> _Goal_:
Rewrite the entries below, starting at the line containing "of the wall-mounted" and ending at the last entry, with "white vase" changed to "ceramic vase" and nothing else altered.

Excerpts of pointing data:
↓↓↓

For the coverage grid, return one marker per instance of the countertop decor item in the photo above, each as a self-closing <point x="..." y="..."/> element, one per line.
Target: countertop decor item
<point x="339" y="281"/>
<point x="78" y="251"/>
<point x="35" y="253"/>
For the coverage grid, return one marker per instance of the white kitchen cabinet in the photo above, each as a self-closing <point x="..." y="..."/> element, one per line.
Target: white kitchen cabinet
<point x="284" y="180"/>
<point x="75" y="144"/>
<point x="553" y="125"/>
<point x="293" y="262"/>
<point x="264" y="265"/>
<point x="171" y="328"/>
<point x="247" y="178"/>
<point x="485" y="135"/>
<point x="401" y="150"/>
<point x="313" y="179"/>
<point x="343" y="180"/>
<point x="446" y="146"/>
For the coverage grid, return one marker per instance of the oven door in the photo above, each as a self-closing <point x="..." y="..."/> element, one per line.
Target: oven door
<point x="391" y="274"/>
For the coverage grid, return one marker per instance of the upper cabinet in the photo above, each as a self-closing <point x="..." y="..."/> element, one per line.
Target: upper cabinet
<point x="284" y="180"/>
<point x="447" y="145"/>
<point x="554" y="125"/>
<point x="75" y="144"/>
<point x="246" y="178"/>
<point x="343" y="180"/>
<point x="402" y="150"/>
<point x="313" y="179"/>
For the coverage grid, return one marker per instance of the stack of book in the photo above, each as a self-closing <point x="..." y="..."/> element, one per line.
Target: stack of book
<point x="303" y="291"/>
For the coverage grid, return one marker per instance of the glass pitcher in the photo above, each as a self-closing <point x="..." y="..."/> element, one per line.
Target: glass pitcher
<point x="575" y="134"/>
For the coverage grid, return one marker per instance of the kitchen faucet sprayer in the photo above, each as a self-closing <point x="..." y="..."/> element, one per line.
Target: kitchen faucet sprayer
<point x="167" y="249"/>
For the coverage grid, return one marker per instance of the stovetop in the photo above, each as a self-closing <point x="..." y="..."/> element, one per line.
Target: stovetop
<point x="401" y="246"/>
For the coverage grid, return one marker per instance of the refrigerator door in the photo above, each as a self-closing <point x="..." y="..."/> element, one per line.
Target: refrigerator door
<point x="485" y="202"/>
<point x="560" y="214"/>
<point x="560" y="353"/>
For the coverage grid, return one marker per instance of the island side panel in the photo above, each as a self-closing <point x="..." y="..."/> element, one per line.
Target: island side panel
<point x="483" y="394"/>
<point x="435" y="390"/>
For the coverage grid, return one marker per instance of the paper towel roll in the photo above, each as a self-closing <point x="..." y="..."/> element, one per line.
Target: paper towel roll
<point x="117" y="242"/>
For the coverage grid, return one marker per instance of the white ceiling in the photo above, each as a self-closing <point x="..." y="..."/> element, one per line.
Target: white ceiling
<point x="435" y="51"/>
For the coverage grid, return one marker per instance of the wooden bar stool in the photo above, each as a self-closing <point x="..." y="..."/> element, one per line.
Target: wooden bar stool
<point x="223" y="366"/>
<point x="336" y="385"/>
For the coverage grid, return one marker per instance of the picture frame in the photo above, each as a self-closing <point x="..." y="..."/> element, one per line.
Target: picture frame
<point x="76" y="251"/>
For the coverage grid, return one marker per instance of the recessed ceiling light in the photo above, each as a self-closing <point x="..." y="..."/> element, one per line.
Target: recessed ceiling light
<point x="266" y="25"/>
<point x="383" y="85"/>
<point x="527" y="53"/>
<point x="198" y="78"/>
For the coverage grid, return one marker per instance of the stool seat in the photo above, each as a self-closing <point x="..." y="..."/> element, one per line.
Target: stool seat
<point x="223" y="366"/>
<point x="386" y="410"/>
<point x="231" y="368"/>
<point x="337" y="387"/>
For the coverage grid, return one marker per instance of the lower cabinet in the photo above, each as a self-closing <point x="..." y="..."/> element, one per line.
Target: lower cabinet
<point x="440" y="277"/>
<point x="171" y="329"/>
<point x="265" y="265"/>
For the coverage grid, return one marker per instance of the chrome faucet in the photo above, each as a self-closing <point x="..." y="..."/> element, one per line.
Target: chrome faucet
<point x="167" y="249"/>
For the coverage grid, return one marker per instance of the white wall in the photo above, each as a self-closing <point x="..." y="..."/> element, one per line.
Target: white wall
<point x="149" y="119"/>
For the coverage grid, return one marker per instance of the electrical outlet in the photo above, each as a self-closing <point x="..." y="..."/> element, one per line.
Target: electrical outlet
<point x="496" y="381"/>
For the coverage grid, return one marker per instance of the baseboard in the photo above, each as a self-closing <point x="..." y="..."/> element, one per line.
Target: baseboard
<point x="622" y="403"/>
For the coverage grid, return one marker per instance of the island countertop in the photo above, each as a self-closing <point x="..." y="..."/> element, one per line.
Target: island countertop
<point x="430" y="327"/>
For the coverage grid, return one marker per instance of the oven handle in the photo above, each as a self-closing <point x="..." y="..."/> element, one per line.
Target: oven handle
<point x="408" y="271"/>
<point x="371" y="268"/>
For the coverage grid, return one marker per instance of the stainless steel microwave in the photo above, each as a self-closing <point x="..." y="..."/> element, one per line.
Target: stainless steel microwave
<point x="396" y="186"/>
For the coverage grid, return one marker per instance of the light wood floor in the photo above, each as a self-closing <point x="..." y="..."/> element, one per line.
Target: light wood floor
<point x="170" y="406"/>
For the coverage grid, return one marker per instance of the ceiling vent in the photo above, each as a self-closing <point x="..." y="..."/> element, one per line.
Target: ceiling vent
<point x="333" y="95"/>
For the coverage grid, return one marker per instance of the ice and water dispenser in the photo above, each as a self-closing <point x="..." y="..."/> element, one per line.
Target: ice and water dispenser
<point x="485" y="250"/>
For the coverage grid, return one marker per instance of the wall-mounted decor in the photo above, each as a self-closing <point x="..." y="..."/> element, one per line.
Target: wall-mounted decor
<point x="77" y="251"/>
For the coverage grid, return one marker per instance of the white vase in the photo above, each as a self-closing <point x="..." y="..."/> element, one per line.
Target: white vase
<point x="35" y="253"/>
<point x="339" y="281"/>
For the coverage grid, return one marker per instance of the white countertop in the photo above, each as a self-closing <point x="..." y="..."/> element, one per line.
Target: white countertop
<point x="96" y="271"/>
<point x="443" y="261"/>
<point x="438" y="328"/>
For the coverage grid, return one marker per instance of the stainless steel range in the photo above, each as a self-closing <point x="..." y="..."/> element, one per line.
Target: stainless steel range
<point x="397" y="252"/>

↑↑↑

> _Answer below_:
For the coverage grid, return one marker per instance of the wall-mounted decor in the photo above, each as a self-closing <point x="..." y="..."/> element, one per line.
Target: wall-mounted decor
<point x="77" y="251"/>
For the coverage grid, return one marker per instance of the ceramic vase in the photo above, each as a self-closing <point x="..." y="..."/> element, one per line.
Target: ceramic vase
<point x="35" y="253"/>
<point x="339" y="281"/>
For the coverage grid, return one marker per instance of the white countertop in the photo above, each as a self-closing <point x="..." y="..."/> element, one per line.
Target: white countertop
<point x="96" y="271"/>
<point x="443" y="261"/>
<point x="438" y="328"/>
For the coverage grid, return one marker per instance of the stainless steel range in the photo above, each as a self-closing <point x="..." y="..."/> element, one per line.
Target: stainless steel range
<point x="397" y="252"/>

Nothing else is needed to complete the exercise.